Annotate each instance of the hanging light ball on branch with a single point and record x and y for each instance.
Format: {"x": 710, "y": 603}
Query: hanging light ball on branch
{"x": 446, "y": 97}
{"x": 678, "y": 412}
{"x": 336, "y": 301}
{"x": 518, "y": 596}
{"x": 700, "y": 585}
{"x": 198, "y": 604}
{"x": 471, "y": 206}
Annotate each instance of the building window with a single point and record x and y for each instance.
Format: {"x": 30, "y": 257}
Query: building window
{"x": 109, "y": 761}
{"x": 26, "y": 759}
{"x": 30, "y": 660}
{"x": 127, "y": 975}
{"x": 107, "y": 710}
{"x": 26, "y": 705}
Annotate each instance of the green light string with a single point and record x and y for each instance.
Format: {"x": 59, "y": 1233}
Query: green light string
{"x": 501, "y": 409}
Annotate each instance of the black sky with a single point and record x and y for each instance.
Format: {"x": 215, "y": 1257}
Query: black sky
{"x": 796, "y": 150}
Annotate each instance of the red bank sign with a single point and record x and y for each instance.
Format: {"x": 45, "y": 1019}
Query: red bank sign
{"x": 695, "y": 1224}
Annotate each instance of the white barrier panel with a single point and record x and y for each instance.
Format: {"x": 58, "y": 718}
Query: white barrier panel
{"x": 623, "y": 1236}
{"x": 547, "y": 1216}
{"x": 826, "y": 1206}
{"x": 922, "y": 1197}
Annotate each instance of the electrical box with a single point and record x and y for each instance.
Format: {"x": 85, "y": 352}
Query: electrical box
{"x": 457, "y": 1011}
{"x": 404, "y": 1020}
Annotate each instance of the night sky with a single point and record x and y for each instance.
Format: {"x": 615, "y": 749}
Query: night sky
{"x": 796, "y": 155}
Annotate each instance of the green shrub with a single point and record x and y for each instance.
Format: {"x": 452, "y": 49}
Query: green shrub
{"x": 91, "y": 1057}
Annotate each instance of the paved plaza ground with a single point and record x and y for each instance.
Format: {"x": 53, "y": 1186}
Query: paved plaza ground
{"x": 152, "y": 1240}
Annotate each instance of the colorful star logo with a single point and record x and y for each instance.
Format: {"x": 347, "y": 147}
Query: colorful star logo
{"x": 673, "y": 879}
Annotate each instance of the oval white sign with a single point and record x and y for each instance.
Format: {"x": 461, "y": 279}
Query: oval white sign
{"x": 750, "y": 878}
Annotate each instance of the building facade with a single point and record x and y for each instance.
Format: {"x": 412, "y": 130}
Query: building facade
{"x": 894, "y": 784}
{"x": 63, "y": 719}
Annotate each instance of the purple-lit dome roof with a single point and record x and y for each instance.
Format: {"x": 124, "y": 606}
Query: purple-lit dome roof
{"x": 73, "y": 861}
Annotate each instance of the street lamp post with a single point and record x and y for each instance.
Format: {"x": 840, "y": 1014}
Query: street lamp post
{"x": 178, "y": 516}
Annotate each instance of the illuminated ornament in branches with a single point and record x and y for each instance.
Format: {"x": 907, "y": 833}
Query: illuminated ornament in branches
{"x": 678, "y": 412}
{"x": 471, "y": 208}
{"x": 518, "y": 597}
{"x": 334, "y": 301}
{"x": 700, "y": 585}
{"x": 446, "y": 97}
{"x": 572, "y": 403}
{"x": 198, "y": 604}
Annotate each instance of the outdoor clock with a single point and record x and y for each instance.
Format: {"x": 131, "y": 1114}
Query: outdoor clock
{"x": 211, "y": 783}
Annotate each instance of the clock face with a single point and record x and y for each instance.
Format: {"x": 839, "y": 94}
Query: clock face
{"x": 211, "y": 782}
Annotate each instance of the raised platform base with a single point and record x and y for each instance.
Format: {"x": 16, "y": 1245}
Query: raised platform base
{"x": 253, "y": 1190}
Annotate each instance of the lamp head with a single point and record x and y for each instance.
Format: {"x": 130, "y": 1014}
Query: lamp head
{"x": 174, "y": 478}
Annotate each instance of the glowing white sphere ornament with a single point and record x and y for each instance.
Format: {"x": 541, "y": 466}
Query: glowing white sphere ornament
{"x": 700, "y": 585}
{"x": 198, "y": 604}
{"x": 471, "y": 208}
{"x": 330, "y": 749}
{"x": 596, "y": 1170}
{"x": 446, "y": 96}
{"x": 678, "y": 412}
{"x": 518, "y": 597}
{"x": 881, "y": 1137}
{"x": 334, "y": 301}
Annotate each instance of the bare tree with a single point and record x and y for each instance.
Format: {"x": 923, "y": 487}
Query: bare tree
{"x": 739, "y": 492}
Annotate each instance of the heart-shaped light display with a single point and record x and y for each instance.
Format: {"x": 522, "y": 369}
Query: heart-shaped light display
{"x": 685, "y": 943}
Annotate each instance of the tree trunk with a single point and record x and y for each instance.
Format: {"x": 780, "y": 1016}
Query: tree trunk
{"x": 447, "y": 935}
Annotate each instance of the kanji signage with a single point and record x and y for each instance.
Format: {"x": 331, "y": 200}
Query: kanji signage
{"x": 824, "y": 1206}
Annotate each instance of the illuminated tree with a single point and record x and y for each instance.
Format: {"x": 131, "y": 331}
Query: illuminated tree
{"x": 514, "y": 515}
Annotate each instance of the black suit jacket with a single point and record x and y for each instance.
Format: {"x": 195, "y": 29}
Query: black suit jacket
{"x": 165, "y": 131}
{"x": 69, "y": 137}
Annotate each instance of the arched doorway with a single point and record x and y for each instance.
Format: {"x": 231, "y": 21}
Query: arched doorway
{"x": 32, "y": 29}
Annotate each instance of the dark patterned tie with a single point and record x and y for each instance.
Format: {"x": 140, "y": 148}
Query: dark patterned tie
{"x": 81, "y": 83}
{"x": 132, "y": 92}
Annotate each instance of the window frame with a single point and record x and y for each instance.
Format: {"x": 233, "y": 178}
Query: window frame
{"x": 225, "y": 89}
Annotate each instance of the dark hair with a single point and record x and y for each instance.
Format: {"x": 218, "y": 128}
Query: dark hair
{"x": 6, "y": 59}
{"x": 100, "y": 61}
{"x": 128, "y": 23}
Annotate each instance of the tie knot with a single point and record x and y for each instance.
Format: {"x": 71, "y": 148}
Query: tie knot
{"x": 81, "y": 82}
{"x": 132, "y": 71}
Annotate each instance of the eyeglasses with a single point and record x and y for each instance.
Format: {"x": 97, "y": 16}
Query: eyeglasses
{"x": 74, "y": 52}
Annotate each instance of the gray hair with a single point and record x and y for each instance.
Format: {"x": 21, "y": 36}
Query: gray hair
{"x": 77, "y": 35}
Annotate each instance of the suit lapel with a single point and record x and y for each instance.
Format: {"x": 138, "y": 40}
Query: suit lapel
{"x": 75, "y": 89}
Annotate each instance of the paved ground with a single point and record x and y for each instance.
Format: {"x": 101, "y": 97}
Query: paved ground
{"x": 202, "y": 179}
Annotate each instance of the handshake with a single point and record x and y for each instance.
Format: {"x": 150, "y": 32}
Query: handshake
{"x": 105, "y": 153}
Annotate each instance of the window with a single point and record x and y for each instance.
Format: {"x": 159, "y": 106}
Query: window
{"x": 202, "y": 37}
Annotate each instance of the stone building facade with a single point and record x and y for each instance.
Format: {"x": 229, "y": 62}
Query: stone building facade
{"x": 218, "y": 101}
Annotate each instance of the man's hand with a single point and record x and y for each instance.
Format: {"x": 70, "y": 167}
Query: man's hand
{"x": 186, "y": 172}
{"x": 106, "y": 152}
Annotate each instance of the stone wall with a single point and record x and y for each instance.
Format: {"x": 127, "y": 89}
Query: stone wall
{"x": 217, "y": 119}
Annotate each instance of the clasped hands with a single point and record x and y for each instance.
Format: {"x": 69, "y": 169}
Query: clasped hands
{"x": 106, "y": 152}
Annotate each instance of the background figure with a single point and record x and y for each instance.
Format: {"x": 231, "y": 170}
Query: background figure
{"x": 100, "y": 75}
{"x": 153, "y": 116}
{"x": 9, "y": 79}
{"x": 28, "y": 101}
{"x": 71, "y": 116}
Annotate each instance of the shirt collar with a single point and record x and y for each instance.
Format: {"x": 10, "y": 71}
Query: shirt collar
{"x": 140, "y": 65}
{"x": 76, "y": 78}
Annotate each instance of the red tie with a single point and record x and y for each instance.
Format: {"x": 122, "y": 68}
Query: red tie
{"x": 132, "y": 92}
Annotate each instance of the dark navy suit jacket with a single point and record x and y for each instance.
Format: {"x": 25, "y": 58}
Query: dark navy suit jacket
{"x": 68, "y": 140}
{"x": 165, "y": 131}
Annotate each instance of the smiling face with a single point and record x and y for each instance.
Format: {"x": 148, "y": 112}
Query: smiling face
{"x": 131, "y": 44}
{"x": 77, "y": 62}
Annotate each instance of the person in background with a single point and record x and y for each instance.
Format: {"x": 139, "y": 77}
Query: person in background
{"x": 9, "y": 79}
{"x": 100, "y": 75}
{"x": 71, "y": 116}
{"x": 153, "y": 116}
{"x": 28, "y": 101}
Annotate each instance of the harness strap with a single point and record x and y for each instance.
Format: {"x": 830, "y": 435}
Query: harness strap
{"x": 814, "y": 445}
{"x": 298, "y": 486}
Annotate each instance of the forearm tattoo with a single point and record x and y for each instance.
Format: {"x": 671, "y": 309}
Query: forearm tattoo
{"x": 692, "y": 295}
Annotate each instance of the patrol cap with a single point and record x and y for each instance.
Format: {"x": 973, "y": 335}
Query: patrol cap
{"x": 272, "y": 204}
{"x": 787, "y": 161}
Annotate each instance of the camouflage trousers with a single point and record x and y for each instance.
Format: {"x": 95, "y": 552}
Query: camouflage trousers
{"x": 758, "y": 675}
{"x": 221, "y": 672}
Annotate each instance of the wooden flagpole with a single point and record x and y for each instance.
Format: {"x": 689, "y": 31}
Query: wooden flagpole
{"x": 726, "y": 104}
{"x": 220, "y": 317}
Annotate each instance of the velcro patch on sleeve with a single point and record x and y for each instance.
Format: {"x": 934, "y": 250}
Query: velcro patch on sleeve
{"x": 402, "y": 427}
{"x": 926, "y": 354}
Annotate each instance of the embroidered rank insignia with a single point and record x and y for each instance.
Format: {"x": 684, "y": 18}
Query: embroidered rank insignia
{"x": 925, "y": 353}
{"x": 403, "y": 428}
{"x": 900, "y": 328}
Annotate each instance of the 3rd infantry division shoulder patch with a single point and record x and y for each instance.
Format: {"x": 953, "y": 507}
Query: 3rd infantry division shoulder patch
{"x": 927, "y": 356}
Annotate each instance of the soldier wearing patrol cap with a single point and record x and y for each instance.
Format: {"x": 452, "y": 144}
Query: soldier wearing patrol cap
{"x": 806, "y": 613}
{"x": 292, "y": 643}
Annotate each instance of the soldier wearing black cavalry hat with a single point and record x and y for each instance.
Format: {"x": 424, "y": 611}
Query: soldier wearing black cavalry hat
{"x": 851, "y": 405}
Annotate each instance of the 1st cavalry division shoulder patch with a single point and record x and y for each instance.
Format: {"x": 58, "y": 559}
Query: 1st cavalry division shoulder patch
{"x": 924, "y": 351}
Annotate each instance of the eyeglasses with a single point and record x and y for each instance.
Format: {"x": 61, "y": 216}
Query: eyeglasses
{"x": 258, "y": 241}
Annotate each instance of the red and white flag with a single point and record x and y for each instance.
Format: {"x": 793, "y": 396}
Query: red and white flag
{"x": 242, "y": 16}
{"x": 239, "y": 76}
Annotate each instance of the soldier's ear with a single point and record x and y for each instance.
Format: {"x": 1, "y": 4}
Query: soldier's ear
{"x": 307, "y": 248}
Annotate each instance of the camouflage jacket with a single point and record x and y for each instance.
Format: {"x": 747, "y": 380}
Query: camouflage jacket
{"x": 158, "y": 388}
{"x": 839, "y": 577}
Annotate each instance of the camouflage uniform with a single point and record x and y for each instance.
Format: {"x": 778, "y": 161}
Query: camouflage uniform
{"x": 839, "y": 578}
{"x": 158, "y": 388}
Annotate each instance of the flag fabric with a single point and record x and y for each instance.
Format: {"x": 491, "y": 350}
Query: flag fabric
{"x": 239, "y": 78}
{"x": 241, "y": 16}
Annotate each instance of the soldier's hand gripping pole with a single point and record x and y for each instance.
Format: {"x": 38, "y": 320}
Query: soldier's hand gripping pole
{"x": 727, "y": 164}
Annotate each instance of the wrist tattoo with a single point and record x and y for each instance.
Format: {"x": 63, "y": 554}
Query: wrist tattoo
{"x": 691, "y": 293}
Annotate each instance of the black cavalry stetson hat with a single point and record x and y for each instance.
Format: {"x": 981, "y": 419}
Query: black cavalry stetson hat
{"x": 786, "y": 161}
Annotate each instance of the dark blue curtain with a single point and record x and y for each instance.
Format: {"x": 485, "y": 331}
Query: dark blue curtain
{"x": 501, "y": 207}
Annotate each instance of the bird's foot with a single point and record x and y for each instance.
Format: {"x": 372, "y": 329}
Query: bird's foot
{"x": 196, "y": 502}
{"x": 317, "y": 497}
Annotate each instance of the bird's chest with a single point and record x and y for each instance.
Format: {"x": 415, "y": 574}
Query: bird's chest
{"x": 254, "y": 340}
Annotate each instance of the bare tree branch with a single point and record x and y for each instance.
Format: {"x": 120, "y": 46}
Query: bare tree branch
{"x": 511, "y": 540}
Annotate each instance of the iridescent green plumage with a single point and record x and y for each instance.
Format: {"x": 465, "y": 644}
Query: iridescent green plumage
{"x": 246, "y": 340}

What you should do :: Your response should hold the lines from the first line of the entries above through the line with "Annotate each instance of the paved plaza", each retyped exactly, and nothing else.

Exercise response ::
Annotate each instance of the hanging light ball on branch with a single point and record x and y for each instance.
Format: {"x": 710, "y": 603}
Query: hanging light ball on branch
{"x": 446, "y": 97}
{"x": 678, "y": 412}
{"x": 336, "y": 301}
{"x": 518, "y": 596}
{"x": 700, "y": 585}
{"x": 198, "y": 604}
{"x": 471, "y": 206}
Annotate each instance of the building window with a single point and record x and y for each instance.
Format: {"x": 30, "y": 257}
Query: building window
{"x": 109, "y": 761}
{"x": 26, "y": 759}
{"x": 30, "y": 660}
{"x": 127, "y": 975}
{"x": 107, "y": 710}
{"x": 26, "y": 705}
Annotate each instance of the green light string with a single point and record x and y for each instance.
Format: {"x": 59, "y": 1233}
Query: green light string
{"x": 501, "y": 409}
Annotate each instance of the black sky with a single point and record x and y for each instance.
Format: {"x": 215, "y": 1257}
Query: black sky
{"x": 796, "y": 150}
Annotate each instance of the red bank sign with a single point and record x and y for each instance.
Format: {"x": 45, "y": 1019}
Query: red bank sign
{"x": 695, "y": 1224}
Annotate each instance of the white barrier panel with a single point and record x and y for each instance.
Format: {"x": 58, "y": 718}
Query: white barrier panel
{"x": 623, "y": 1236}
{"x": 547, "y": 1216}
{"x": 826, "y": 1206}
{"x": 922, "y": 1197}
Annotate each instance of the electrical box with a single point and record x and y for each instance.
Format: {"x": 85, "y": 352}
Query: electrical box
{"x": 457, "y": 1011}
{"x": 404, "y": 1020}
Annotate each instance of the night sky with a single point and record x and y for each instance.
Format: {"x": 615, "y": 749}
Query: night sky
{"x": 796, "y": 155}
Annotate each instance of the green shrub with a single point and record x and y for each instance.
Format: {"x": 452, "y": 49}
Query: green shrub
{"x": 91, "y": 1057}
Annotate each instance of the paved plaza ground with a single point and record x and y for each instance.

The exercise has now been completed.